• [WORK INSTRUCTIONS] Pick out every line in the entries below that contains the word "pixels" and copy each one.

• [ROWS]
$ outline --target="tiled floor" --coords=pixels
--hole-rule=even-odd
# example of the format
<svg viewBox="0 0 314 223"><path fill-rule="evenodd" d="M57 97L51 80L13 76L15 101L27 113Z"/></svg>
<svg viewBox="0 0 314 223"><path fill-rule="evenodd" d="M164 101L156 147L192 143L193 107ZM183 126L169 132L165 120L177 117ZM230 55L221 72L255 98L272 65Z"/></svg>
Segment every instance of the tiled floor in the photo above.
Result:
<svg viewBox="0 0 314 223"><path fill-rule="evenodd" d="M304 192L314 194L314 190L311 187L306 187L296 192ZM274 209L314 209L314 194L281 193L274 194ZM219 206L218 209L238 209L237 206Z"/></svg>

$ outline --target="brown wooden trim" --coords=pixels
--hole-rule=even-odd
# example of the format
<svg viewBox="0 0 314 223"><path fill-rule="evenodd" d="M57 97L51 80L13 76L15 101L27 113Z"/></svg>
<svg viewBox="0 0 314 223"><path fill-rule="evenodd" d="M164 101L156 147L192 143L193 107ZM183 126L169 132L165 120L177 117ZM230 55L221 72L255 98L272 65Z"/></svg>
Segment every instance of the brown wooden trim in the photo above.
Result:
--
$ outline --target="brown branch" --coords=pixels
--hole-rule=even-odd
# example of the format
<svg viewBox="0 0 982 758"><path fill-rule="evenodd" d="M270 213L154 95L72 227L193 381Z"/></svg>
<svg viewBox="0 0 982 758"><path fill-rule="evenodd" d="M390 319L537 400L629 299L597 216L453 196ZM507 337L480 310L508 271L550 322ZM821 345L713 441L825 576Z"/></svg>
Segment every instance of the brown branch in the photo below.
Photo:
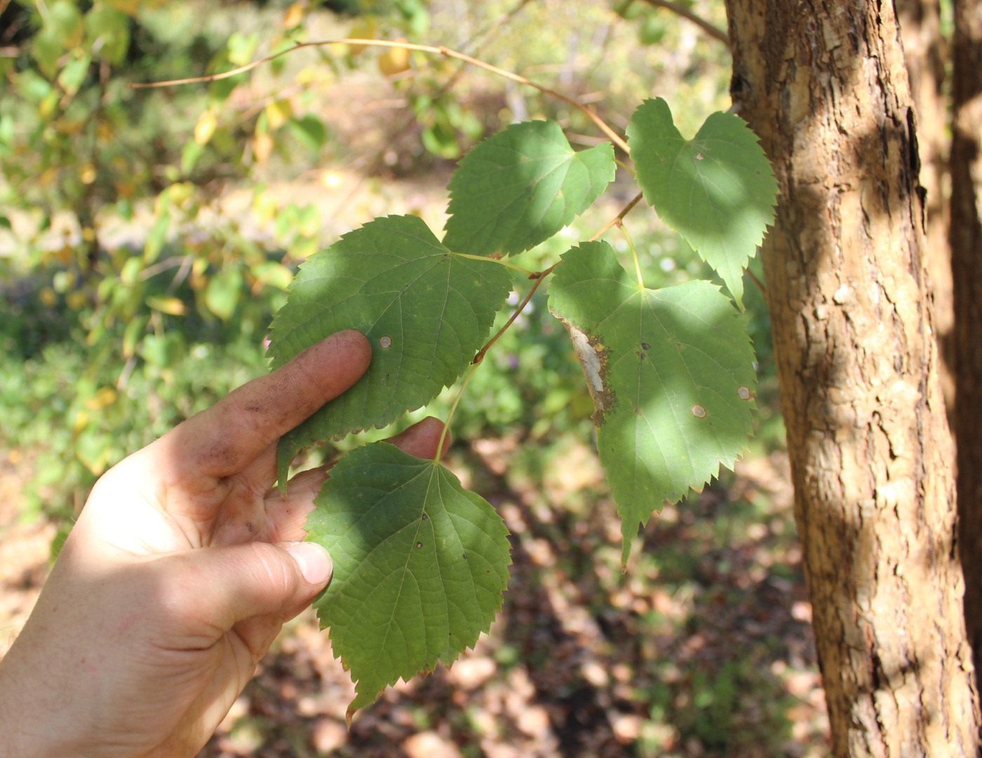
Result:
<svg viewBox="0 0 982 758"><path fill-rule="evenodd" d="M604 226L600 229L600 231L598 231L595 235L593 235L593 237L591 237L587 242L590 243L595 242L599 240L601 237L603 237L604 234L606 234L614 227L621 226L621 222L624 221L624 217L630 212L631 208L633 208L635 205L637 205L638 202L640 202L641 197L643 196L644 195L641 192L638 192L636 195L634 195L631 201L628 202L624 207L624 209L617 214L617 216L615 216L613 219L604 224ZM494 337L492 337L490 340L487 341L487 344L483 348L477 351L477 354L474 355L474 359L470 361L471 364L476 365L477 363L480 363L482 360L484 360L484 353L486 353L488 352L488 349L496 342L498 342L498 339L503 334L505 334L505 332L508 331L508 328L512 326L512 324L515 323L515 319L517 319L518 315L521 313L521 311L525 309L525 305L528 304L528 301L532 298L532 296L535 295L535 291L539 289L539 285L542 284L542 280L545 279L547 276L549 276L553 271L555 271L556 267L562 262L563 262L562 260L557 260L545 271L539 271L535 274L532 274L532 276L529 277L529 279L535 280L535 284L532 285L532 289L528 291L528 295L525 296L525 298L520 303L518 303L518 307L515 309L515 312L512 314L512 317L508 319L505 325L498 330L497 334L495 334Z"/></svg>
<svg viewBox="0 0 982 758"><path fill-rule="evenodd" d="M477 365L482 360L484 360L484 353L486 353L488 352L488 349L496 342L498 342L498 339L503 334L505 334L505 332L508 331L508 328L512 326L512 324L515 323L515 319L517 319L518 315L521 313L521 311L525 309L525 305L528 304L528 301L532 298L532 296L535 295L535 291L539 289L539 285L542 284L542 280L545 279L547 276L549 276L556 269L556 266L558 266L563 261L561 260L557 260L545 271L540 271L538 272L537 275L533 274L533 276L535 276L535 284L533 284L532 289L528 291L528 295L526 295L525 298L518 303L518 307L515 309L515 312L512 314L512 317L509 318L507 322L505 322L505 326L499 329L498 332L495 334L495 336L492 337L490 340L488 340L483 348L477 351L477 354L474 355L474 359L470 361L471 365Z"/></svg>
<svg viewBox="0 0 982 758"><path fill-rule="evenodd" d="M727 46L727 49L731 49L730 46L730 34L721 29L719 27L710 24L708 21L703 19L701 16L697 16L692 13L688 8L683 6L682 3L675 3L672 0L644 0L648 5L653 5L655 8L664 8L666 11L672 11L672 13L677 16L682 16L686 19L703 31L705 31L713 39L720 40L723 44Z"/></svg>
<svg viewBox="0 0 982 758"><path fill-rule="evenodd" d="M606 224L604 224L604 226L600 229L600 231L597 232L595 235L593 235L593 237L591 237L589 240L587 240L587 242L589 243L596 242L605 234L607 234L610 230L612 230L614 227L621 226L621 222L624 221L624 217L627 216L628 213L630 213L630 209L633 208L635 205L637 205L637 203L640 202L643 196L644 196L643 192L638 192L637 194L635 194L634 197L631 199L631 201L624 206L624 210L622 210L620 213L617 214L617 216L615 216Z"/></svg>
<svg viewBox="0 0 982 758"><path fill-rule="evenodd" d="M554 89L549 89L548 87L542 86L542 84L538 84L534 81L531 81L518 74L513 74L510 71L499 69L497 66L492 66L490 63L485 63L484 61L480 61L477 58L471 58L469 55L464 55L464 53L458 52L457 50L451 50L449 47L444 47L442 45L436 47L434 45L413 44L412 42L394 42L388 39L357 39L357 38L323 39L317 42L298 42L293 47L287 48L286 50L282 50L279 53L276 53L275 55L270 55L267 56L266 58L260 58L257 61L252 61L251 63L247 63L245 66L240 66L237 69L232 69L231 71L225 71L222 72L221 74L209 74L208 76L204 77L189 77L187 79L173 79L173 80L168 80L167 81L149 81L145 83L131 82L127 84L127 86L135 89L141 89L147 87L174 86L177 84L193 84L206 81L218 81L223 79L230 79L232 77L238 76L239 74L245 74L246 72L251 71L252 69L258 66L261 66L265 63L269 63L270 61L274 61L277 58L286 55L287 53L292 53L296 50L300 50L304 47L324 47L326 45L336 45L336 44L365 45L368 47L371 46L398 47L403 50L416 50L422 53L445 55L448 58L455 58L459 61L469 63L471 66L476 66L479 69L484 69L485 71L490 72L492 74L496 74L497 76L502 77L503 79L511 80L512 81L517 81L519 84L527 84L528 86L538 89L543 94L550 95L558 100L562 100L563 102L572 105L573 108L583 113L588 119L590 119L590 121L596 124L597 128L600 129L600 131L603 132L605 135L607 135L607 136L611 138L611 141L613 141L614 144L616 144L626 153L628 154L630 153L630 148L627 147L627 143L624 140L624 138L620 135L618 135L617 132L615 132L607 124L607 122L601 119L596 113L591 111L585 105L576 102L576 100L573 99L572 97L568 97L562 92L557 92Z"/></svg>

• [WRITTEN SOLUTION]
$ outline --target="tiled floor" --coords=pixels
$ outline --target="brown wooden trim" --coords=pixels
$ outline --target="brown branch" --coords=pixels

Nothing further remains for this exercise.